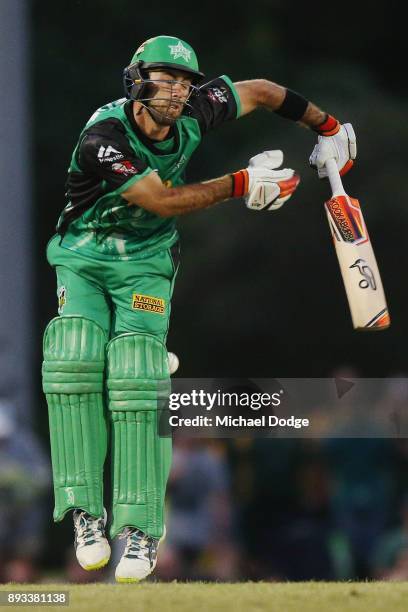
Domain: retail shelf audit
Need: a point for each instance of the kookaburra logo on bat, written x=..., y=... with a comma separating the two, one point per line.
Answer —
x=368, y=279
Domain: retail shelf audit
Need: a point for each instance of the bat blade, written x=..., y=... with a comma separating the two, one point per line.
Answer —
x=359, y=269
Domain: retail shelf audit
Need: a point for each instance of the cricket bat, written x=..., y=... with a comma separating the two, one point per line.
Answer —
x=361, y=277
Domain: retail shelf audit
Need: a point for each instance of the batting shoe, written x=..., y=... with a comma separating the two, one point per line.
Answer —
x=140, y=556
x=91, y=546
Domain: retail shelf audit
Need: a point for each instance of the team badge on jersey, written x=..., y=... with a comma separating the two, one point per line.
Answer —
x=218, y=95
x=148, y=303
x=107, y=154
x=124, y=167
x=62, y=298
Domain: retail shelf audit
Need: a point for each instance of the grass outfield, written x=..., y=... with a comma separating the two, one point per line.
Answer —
x=240, y=597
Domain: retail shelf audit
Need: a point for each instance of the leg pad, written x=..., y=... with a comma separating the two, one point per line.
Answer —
x=138, y=386
x=73, y=382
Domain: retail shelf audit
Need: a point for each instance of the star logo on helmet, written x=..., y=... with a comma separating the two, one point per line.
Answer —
x=180, y=50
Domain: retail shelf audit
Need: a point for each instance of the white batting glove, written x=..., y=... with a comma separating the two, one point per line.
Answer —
x=265, y=187
x=341, y=146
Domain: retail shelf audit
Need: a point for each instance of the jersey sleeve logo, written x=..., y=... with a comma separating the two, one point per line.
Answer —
x=125, y=167
x=218, y=95
x=109, y=154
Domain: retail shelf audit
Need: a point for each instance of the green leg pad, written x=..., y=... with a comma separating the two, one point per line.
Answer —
x=73, y=382
x=138, y=386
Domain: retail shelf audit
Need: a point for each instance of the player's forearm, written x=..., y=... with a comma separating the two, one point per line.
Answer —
x=283, y=101
x=186, y=198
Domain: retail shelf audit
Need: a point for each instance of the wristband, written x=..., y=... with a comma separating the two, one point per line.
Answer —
x=329, y=127
x=240, y=182
x=293, y=107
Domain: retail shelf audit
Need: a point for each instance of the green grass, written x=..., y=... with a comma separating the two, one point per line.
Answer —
x=239, y=597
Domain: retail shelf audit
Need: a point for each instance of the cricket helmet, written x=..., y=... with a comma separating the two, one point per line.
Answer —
x=155, y=53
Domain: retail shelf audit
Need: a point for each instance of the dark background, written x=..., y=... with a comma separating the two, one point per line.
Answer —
x=258, y=294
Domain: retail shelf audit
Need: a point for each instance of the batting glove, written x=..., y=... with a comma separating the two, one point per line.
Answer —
x=265, y=187
x=340, y=145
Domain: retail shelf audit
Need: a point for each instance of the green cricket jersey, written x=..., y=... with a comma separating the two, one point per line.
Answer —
x=113, y=153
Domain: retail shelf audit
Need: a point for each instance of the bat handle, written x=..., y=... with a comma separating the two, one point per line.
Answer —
x=334, y=177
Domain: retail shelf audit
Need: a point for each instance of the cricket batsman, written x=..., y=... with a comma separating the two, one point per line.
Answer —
x=115, y=254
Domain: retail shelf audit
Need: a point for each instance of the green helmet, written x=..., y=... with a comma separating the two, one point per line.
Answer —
x=159, y=52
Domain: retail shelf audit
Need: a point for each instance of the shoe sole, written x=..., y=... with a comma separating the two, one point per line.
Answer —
x=95, y=566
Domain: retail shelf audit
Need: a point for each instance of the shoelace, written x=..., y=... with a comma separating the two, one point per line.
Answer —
x=88, y=528
x=139, y=544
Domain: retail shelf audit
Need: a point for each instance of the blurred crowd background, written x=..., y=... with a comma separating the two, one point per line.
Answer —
x=257, y=295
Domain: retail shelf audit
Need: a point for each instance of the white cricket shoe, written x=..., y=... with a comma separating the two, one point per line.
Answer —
x=173, y=362
x=91, y=546
x=140, y=556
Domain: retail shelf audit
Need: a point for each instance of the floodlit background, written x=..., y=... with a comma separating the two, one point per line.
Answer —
x=258, y=295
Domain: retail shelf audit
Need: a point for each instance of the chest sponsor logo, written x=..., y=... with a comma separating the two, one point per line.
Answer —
x=124, y=167
x=109, y=154
x=218, y=95
x=180, y=50
x=62, y=298
x=148, y=303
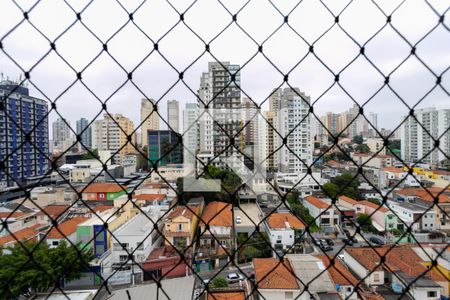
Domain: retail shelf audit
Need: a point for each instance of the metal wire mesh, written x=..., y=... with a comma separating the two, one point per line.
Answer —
x=187, y=255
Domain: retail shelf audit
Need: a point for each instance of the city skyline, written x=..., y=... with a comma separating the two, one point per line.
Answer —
x=411, y=80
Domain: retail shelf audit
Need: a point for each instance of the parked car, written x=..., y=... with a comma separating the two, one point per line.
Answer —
x=233, y=277
x=347, y=241
x=376, y=241
x=329, y=242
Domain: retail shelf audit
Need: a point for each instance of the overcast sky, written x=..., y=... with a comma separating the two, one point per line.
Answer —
x=154, y=77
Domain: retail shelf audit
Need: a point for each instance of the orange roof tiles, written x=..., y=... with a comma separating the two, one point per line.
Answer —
x=149, y=197
x=400, y=258
x=225, y=295
x=217, y=214
x=348, y=200
x=53, y=211
x=184, y=211
x=270, y=273
x=67, y=228
x=319, y=203
x=284, y=220
x=104, y=187
x=25, y=234
x=426, y=195
x=374, y=206
x=394, y=170
x=338, y=272
x=9, y=214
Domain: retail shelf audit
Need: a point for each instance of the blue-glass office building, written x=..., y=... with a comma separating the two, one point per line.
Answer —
x=24, y=141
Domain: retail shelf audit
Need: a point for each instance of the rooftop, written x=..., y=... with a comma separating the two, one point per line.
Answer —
x=217, y=214
x=398, y=259
x=54, y=211
x=66, y=228
x=310, y=269
x=103, y=187
x=284, y=220
x=271, y=273
x=25, y=234
x=249, y=213
x=317, y=202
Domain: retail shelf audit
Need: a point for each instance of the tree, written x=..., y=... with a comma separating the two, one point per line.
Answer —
x=46, y=268
x=362, y=148
x=91, y=155
x=219, y=282
x=358, y=139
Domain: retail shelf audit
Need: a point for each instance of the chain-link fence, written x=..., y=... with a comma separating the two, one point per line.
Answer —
x=265, y=193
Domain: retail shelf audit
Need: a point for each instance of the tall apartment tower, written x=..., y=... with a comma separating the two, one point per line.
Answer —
x=190, y=132
x=24, y=115
x=295, y=138
x=84, y=129
x=173, y=115
x=417, y=139
x=112, y=133
x=62, y=135
x=221, y=120
x=149, y=119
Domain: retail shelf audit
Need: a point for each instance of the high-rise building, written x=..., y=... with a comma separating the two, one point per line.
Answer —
x=220, y=121
x=112, y=133
x=173, y=115
x=62, y=135
x=24, y=140
x=149, y=119
x=84, y=129
x=190, y=132
x=164, y=147
x=294, y=133
x=418, y=132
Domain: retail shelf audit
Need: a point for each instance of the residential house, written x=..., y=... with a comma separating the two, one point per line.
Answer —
x=401, y=268
x=326, y=215
x=181, y=225
x=285, y=230
x=64, y=231
x=414, y=215
x=101, y=191
x=275, y=279
x=343, y=279
x=52, y=212
x=216, y=234
x=165, y=261
x=426, y=198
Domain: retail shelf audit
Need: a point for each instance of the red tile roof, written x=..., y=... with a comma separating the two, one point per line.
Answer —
x=67, y=228
x=270, y=273
x=348, y=200
x=149, y=197
x=338, y=272
x=217, y=214
x=106, y=187
x=184, y=211
x=319, y=203
x=9, y=214
x=400, y=258
x=394, y=170
x=284, y=220
x=426, y=195
x=225, y=295
x=53, y=211
x=25, y=234
x=374, y=206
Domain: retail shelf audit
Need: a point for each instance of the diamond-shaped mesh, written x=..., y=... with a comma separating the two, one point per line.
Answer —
x=268, y=110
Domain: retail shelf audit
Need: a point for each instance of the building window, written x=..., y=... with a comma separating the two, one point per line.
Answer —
x=432, y=294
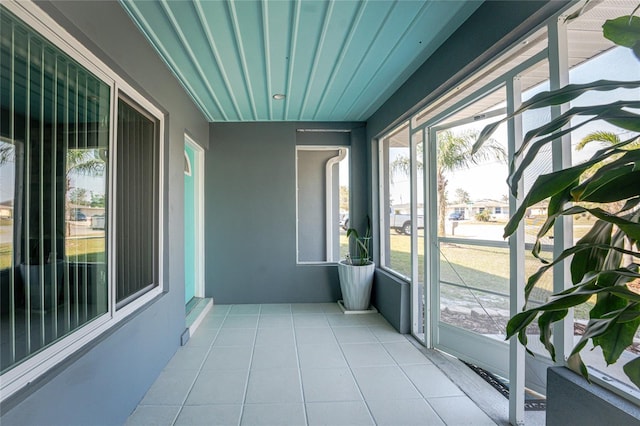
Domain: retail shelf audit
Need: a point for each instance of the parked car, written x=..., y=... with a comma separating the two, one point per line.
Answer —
x=401, y=223
x=78, y=216
x=97, y=221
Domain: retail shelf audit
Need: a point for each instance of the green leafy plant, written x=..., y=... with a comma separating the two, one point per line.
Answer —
x=605, y=260
x=483, y=216
x=362, y=244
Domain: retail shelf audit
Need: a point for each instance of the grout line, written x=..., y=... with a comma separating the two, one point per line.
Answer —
x=201, y=365
x=364, y=400
x=253, y=349
x=295, y=345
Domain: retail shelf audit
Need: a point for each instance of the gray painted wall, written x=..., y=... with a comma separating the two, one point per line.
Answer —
x=250, y=197
x=105, y=383
x=312, y=212
x=494, y=26
x=573, y=400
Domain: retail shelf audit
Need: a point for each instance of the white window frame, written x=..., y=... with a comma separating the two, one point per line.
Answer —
x=343, y=151
x=35, y=366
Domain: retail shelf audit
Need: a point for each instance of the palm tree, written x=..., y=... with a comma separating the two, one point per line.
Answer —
x=86, y=162
x=606, y=138
x=454, y=153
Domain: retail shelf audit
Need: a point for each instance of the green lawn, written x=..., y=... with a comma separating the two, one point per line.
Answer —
x=79, y=250
x=485, y=268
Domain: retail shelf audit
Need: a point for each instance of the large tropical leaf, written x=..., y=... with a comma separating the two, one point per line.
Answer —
x=558, y=97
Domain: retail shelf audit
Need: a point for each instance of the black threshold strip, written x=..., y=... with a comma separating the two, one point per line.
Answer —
x=531, y=403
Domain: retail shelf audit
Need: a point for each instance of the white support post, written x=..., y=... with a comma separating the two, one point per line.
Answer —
x=561, y=155
x=516, y=261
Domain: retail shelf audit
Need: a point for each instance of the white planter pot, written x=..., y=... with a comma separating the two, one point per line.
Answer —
x=355, y=284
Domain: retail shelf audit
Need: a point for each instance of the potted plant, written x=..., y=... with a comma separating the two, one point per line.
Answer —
x=356, y=273
x=607, y=186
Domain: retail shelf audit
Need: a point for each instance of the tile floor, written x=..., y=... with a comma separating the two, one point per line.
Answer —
x=301, y=364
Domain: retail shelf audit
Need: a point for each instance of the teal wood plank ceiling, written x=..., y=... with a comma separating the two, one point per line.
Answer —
x=333, y=60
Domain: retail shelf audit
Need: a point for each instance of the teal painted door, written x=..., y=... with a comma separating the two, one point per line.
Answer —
x=190, y=264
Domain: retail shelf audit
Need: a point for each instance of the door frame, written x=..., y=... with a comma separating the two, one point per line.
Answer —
x=197, y=172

• _The exercise_
Copy out the lines of the listing from its start through the line containing "x=361, y=277", inclusive, reproducing them verbatim and leaving out the picture.

• _The reply_
Domain: retail shelf audit
Need: a point for each instance of the kookaburra logo on bat, written x=..., y=... with a comma separating the two, one point per line.
Answer —
x=368, y=279
Domain: retail shelf audit
Need: a point for each instance of the bat blade, written x=..., y=... with a comma separating the two, one point per line.
Answer —
x=359, y=269
Domain: retail shelf audit
Need: a point for each instance of the cricket bat, written x=..., y=... with a comma separating the two, one point per line.
Answer —
x=361, y=277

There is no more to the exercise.